Text excerpt
## BEGIN

# Python and Jupyter Basics
### Workshop 0 of DASIL's series on "Data Science with Python"
### Created by Martin Pollack

Welcome to the series!

Right now you are looking at a Jupyter Notebook. This is a popular filetype for doing Data Science in Python, and we will be using it often.

Jupyter Notebooks consist of two kinds of blocks, or groupings of text.

In "code" blocks you can write your actual Python code, and outputs coming from your code are printed out nicely at the end of each block. To run your code, just hit the "play button" or right-pointing arrow in the upper left corner of a selected code block.

Then there are also "markdown" blocks where you can write normal text to describe or give context for your code, like the one you are reading right now! There are lots of things you can do in these to customize your text, but we will only briefly discuss one of them: headers.

# If you put a single "#" before text, it will be a large header
## With two "#" symbols, you get a medium-sized header
### Three of them means you get a small header

Blocks can be edited by double-clicking on them. They can be deleted by double-clicking on them and then clicking on the trash can icon in the top-right corner of the block.

You can also create new blocks by clicking on the block you want to be before your new one and then selecting either "+ Code" or "+ Text" in the top-left corner of Google Colab.

And that's basically all you need to know about Jupyter Notebooks. In time you'll learn to love them as much as I do.

# Now let's get to Python!

## Commenting your code

Besides writing code in our code blocks, it is important to comment our code. This means giving short descriptions of what our code does. This makes is so that when we come back and look at our code later, or if we share our code with someone else, it is properly understood.

If you write a `#` symbol on the start of a line in a code block, everything after that symbol will be interpreted by Python as a comment. This means that it will not try to run the text as code. As you can see below, if you forget the `#` symbol, you will get a weird error message.

In [None]:
# This is a comment
This is not a comment

SyntaxError: invalid syntax (762433041.py, line 2)

## Numbers

Python can do basically anything a basic calculator can do.

Typing numbers and basic arithmetic operations (+, -, *, /) we can do things like

In [4]:
1 + 1

2

And the result of our addition is displayed below our code block.

Some more special operations are ** for exponentiation, // for quotient division (divide and then round down to the nearest integer), and % for remainder.

In [7]:
2 ** 3

2 // 3
4 // 3

10 % 3

1

Notice that in this last code block we typed four expressions, each on their own line.

However, Jupyter by default only returns the result of the last line of a code block. To make sure we see the results of doing all expressions, we can use Python's `print()` function. See below.

In [8]:
print(2 ** 3)

print(2 // 3)
print(4 // 3)

print(10 % 3)

8
0
1
1


So far we have only used integers, or numbers without decimal portions.

But of course Python can also deal with numbers with decimals, and these numbers are called `floats`.

## END

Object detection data
## BEGIN

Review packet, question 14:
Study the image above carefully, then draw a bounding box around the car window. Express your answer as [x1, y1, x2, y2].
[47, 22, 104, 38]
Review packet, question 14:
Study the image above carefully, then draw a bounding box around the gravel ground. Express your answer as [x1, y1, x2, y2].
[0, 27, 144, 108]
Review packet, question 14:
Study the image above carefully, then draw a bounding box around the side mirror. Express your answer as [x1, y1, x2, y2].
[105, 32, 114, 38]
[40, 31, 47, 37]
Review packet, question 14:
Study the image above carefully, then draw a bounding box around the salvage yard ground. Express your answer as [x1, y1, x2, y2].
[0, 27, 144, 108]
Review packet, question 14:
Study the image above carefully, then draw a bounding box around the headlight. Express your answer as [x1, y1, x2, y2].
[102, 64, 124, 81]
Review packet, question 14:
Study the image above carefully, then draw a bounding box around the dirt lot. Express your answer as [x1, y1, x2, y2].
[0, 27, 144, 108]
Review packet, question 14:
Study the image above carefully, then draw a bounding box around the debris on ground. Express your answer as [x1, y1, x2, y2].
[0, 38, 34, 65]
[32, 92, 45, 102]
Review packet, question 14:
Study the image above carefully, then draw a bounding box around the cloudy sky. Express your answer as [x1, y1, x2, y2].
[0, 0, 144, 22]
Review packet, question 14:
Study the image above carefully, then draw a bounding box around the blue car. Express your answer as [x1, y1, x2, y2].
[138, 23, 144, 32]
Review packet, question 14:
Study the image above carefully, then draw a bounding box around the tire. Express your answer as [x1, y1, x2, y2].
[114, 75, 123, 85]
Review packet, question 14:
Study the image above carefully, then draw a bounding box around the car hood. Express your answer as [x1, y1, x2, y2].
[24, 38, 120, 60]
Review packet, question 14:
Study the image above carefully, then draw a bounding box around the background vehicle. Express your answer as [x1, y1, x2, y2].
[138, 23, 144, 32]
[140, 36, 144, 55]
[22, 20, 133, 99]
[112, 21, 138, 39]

## END

Goal
Copy out the part of the Python and Jupyter tutorial that begins with the words containing "### Created by" and ends with "using it often.". These lines come from a separate source.

Response to the exercise
### Created by Martin Pollack

Welcome to the series!

Right now you are looking at a Jupyter Notebook. This is a popular filetype for doing Data Science in Python, and we will be using it often.